→ What needs to be done: From the listing that follows, output everything exactly except the pictures.

:: Items

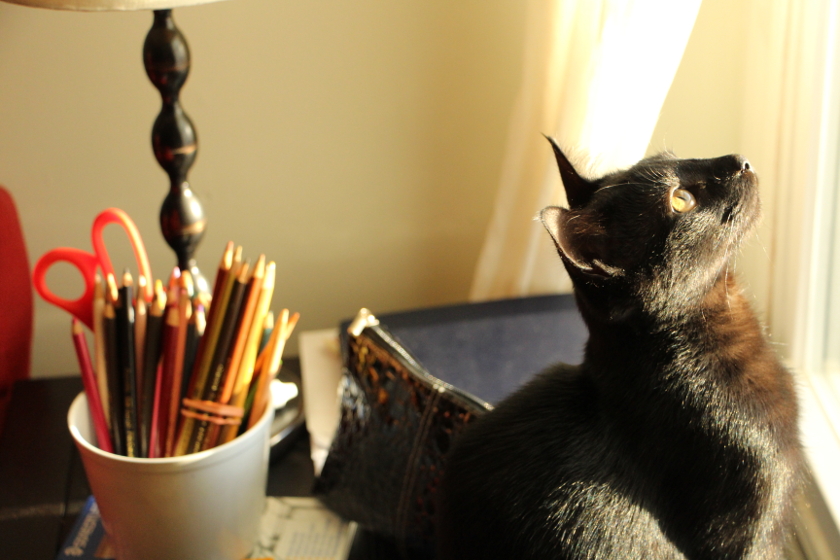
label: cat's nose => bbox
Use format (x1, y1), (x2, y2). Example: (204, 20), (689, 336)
(733, 154), (753, 173)
(711, 154), (755, 175)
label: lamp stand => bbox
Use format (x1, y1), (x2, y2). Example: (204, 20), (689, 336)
(143, 10), (209, 293)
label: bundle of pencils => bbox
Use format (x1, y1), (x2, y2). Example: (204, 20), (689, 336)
(73, 242), (299, 458)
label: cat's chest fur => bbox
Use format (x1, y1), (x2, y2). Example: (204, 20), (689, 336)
(440, 147), (800, 560)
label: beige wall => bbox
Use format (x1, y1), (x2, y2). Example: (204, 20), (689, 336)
(649, 0), (775, 315)
(0, 0), (763, 375)
(0, 0), (524, 376)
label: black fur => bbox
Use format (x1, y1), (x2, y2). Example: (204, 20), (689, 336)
(439, 141), (800, 560)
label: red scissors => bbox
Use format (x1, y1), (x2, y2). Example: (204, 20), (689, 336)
(32, 208), (154, 330)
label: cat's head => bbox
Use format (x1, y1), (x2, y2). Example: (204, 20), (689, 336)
(540, 138), (760, 320)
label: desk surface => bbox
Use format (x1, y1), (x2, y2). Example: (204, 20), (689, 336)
(0, 359), (395, 560)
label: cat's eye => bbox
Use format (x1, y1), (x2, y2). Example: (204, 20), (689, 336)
(671, 189), (697, 214)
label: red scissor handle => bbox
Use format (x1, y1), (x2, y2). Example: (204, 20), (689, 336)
(32, 247), (99, 330)
(90, 208), (154, 302)
(32, 208), (154, 330)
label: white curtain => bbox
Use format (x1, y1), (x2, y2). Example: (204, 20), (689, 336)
(470, 0), (700, 300)
(738, 0), (840, 532)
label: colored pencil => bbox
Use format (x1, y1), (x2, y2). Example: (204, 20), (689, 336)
(248, 309), (300, 428)
(187, 262), (250, 453)
(140, 280), (166, 457)
(174, 242), (242, 456)
(164, 272), (192, 457)
(155, 267), (181, 457)
(71, 317), (114, 453)
(178, 298), (207, 402)
(219, 261), (276, 443)
(202, 255), (265, 449)
(102, 274), (125, 455)
(114, 271), (140, 457)
(134, 274), (151, 418)
(93, 272), (111, 426)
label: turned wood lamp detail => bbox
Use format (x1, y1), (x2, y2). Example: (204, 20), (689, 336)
(0, 0), (226, 293)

::::

→ Written response:
label: cat's nose => bbox
Use format (x1, y1), (x2, y2). Example: (204, 20), (689, 336)
(733, 154), (753, 173)
(711, 154), (755, 175)
label: lamp stand => bbox
Use format (x1, y1), (x2, y2). Example: (204, 20), (689, 336)
(143, 10), (209, 293)
label: bundle of pencils => bbox
Use format (x1, y1), (x2, y2). Example: (204, 20), (689, 336)
(73, 242), (299, 458)
label: cat's chest fur => bbox
Use format (x1, y1), (x2, y2). Example: (204, 20), (689, 336)
(440, 147), (800, 560)
label: beige wall => bbox
Use format (x1, y1), (x2, y2). Example: (204, 20), (689, 336)
(649, 0), (775, 315)
(0, 0), (763, 375)
(0, 0), (524, 376)
label: black fur => bbox
Use format (x1, y1), (x2, y2). Example: (204, 20), (689, 336)
(439, 141), (800, 560)
label: red scissors => bbox
Use format (x1, y1), (x2, y2). Example: (204, 20), (689, 336)
(32, 208), (154, 330)
label: cat's head => bbox
Use format (x1, y1), (x2, y2). Example: (204, 20), (689, 336)
(540, 138), (760, 320)
label: desk surface => bbox
Use format (x1, y1), (x2, y2). Example: (204, 20), (689, 336)
(0, 359), (395, 560)
label: cat's eye => bbox
Use format (x1, y1), (x2, y2). Example: (204, 20), (689, 336)
(671, 189), (697, 214)
label: red scissor handle => bbox
Use format (x1, y1), (x2, y2). Example: (204, 20), (689, 336)
(32, 247), (99, 330)
(90, 208), (154, 302)
(32, 208), (154, 330)
label: white curtain => bbox
Use format (x1, y1), (x2, y2). Example: (204, 20), (689, 336)
(470, 0), (700, 300)
(738, 0), (840, 532)
label: colored pencil => bbox
Use format (x1, y1), (x2, y2). Example: (204, 20), (689, 336)
(248, 309), (300, 428)
(187, 262), (250, 453)
(140, 280), (166, 457)
(174, 242), (242, 456)
(164, 272), (192, 457)
(155, 267), (181, 457)
(71, 317), (114, 453)
(178, 298), (207, 402)
(219, 261), (276, 443)
(202, 255), (265, 449)
(102, 274), (125, 455)
(114, 271), (140, 457)
(134, 274), (151, 418)
(93, 272), (111, 426)
label: turned wood lamp detail => bbox
Use format (x1, y1), (x2, y2). Example: (204, 20), (689, 336)
(0, 0), (226, 293)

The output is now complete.